● **ABOUT THIS EXERCISE**:
Write down each entry again, exactly as it reads.

—————

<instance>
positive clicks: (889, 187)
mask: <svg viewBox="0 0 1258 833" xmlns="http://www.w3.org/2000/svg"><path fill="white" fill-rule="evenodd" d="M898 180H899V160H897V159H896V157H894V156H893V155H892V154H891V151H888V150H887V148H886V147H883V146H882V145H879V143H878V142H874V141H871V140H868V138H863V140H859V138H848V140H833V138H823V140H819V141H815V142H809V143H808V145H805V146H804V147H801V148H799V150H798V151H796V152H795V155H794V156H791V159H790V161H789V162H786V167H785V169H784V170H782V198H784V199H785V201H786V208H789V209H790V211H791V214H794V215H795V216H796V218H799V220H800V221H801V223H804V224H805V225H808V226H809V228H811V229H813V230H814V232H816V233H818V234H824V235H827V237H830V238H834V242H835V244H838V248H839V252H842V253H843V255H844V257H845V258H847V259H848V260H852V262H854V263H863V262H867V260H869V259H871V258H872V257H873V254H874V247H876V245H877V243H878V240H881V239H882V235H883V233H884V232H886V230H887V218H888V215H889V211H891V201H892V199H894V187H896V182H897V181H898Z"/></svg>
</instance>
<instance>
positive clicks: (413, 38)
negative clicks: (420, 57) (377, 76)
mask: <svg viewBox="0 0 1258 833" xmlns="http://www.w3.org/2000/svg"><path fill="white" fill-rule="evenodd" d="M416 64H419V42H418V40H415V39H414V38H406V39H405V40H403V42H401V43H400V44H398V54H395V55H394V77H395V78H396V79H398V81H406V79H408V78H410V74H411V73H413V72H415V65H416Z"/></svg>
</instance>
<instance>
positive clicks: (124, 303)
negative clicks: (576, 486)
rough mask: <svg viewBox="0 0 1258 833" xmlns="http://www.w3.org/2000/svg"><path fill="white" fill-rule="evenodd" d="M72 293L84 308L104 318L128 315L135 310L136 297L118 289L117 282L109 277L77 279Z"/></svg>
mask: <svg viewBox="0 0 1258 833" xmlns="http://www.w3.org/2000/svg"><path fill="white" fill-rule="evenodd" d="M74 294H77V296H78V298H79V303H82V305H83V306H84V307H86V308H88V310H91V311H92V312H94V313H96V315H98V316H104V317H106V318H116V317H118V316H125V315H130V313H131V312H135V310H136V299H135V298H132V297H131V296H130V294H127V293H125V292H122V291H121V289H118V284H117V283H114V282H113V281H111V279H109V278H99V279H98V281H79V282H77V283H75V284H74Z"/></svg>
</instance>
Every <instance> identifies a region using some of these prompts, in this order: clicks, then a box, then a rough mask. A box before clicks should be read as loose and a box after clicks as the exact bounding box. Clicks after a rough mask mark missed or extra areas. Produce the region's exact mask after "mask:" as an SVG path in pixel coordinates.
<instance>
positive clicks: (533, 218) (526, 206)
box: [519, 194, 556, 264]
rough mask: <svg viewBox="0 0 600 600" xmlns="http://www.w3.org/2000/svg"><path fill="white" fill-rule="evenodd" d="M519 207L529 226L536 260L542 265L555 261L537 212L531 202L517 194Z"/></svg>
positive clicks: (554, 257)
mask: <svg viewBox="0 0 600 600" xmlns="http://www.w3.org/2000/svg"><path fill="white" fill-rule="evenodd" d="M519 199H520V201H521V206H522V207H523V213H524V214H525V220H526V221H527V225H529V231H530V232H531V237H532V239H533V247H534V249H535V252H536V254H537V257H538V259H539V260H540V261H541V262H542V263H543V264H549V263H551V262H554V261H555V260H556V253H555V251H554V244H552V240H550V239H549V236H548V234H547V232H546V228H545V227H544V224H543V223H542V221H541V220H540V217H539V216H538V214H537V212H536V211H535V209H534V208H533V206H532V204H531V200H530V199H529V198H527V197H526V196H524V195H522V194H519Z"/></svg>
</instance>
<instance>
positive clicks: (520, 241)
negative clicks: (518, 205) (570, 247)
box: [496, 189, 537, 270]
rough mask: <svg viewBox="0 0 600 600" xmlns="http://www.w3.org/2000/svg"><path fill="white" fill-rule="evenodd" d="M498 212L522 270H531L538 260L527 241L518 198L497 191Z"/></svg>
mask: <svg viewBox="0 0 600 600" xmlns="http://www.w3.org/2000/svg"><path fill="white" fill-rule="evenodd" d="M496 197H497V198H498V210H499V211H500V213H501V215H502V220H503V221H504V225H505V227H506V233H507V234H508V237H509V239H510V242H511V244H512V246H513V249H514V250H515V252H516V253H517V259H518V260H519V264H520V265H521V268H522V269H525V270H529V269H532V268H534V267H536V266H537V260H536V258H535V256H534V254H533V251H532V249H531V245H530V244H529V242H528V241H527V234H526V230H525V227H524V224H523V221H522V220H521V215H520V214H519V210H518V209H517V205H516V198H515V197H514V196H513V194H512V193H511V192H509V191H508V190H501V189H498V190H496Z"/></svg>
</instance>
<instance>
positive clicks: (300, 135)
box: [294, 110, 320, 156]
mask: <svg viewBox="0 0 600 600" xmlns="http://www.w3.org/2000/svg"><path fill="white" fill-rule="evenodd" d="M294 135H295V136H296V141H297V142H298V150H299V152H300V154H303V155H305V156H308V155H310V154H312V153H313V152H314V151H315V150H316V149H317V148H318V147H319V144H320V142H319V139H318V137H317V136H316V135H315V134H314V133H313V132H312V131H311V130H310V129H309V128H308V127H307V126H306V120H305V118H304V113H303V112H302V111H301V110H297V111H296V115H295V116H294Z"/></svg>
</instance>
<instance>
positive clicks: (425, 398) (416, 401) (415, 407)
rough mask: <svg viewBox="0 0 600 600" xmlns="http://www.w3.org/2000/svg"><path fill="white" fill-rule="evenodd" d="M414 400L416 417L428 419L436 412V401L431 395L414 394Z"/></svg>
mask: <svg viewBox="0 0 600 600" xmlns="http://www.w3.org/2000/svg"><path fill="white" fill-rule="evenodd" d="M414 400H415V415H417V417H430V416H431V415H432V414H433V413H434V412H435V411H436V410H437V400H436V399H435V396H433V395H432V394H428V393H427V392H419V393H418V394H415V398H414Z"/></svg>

—————

● **SOLUTION TO THIS TASK**:
<instance>
positive clicks: (889, 187)
mask: <svg viewBox="0 0 1258 833" xmlns="http://www.w3.org/2000/svg"><path fill="white" fill-rule="evenodd" d="M898 180H899V160H897V159H896V157H894V156H893V155H892V154H891V151H888V150H887V148H886V147H883V146H882V145H879V143H878V142H874V141H871V140H868V138H863V140H859V138H848V140H833V138H823V140H819V141H815V142H809V143H808V145H805V146H804V147H801V148H799V150H798V151H796V152H795V155H794V156H791V159H790V161H789V162H786V167H785V169H784V170H782V198H784V199H785V201H786V208H789V209H790V211H791V214H794V215H795V216H796V218H799V220H800V221H801V223H804V224H805V225H808V226H809V228H811V229H813V230H814V232H816V233H818V234H824V235H827V237H830V238H834V242H835V244H838V248H839V252H842V253H843V255H844V257H845V258H847V259H848V260H852V262H854V263H863V262H867V260H869V259H871V258H872V257H873V254H874V247H876V245H877V243H878V240H881V239H882V235H883V233H884V232H886V230H887V218H888V215H889V211H891V201H892V199H894V187H896V182H897V181H898Z"/></svg>
</instance>
<instance>
positive clicks: (413, 38)
negative clicks: (420, 57) (377, 76)
mask: <svg viewBox="0 0 1258 833" xmlns="http://www.w3.org/2000/svg"><path fill="white" fill-rule="evenodd" d="M416 64H419V42H418V40H415V39H414V38H406V39H405V40H403V42H401V43H400V44H398V54H395V55H394V77H395V78H396V79H398V81H406V79H408V78H410V74H411V73H413V72H415V65H416Z"/></svg>
</instance>
<instance>
positive clicks: (124, 303)
negative clicks: (576, 486)
rough mask: <svg viewBox="0 0 1258 833" xmlns="http://www.w3.org/2000/svg"><path fill="white" fill-rule="evenodd" d="M72 293L84 308L104 318L128 315L135 310L136 297L118 289L117 282L109 277L77 279Z"/></svg>
mask: <svg viewBox="0 0 1258 833" xmlns="http://www.w3.org/2000/svg"><path fill="white" fill-rule="evenodd" d="M74 294H77V296H78V298H79V303H82V305H83V306H84V307H86V308H88V310H91V311H92V312H94V313H96V315H98V316H104V317H106V318H116V317H118V316H125V315H130V313H131V312H135V310H136V299H135V298H132V297H131V296H130V294H127V293H125V292H122V291H121V289H118V284H117V283H114V282H113V281H111V279H109V278H99V279H98V281H79V282H77V283H75V284H74Z"/></svg>
</instance>
Every <instance> identifies a region using some of these prompts, in this order: clicks, then a box, then a rough mask. A box before clicks should be read as loose and a box after clicks as the exact bounding box. Clicks after a rough mask mark missed or extra areas. Produce the region's exact mask after "mask:" as an SVG path in pixel coordinates.
<instance>
positive clicks: (533, 218) (526, 206)
box: [519, 194, 556, 264]
rough mask: <svg viewBox="0 0 600 600" xmlns="http://www.w3.org/2000/svg"><path fill="white" fill-rule="evenodd" d="M519 207L529 226L536 260L542 265L555 261L537 212L531 202L517 194Z"/></svg>
positive clicks: (554, 257)
mask: <svg viewBox="0 0 600 600" xmlns="http://www.w3.org/2000/svg"><path fill="white" fill-rule="evenodd" d="M519 199H520V201H521V206H522V207H523V213H524V214H525V220H526V221H527V225H529V231H530V232H531V237H532V239H533V247H534V249H535V252H536V254H537V257H538V259H539V260H540V261H541V262H542V263H543V264H549V263H551V262H554V261H555V260H556V253H555V251H554V244H552V240H550V239H549V236H548V234H547V232H546V228H545V227H544V224H543V223H542V221H541V220H540V217H539V216H538V214H537V212H536V211H535V209H534V208H533V206H532V204H531V200H530V199H529V198H527V197H526V196H524V195H522V194H519Z"/></svg>
</instance>
<instance>
positive clicks: (520, 241)
negative clicks: (518, 205) (570, 247)
box: [496, 189, 537, 270]
rough mask: <svg viewBox="0 0 600 600" xmlns="http://www.w3.org/2000/svg"><path fill="white" fill-rule="evenodd" d="M498 212L522 270H531L538 260L527 241L518 198L497 191Z"/></svg>
mask: <svg viewBox="0 0 600 600" xmlns="http://www.w3.org/2000/svg"><path fill="white" fill-rule="evenodd" d="M496 197H497V198H498V210H499V211H500V213H501V215H502V220H503V221H504V225H505V227H506V233H507V234H508V237H509V239H510V242H511V244H512V246H513V249H514V250H515V252H516V253H517V259H518V260H519V264H520V265H521V268H522V269H525V270H529V269H532V268H534V267H536V266H537V260H536V258H535V256H534V254H533V251H532V249H531V245H530V244H529V242H528V241H527V234H526V230H525V227H524V224H523V221H522V220H521V215H520V214H519V210H518V209H517V205H516V198H515V197H514V196H513V194H512V193H511V192H509V191H508V190H501V189H498V190H496Z"/></svg>
</instance>
<instance>
positive clicks: (300, 135)
box: [294, 110, 320, 156]
mask: <svg viewBox="0 0 600 600" xmlns="http://www.w3.org/2000/svg"><path fill="white" fill-rule="evenodd" d="M294 135H295V136H296V141H297V142H298V150H299V152H300V154H303V155H305V156H308V155H310V154H312V153H313V152H314V151H315V150H316V149H317V148H318V147H319V144H320V142H319V139H318V137H317V136H316V135H315V134H314V133H313V132H312V131H311V130H310V129H309V128H308V127H307V126H306V120H305V118H304V113H303V112H302V111H301V110H297V111H296V115H295V116H294Z"/></svg>
</instance>
<instance>
positive clicks: (425, 398) (416, 401) (415, 407)
rough mask: <svg viewBox="0 0 600 600" xmlns="http://www.w3.org/2000/svg"><path fill="white" fill-rule="evenodd" d="M414 400L416 417L428 419L436 412V401L431 395L414 394Z"/></svg>
mask: <svg viewBox="0 0 600 600" xmlns="http://www.w3.org/2000/svg"><path fill="white" fill-rule="evenodd" d="M414 400H415V415H417V417H430V416H431V415H432V414H433V413H434V412H435V411H436V410H437V400H436V399H435V396H433V395H432V394H428V393H427V392H419V393H418V394H415V398H414Z"/></svg>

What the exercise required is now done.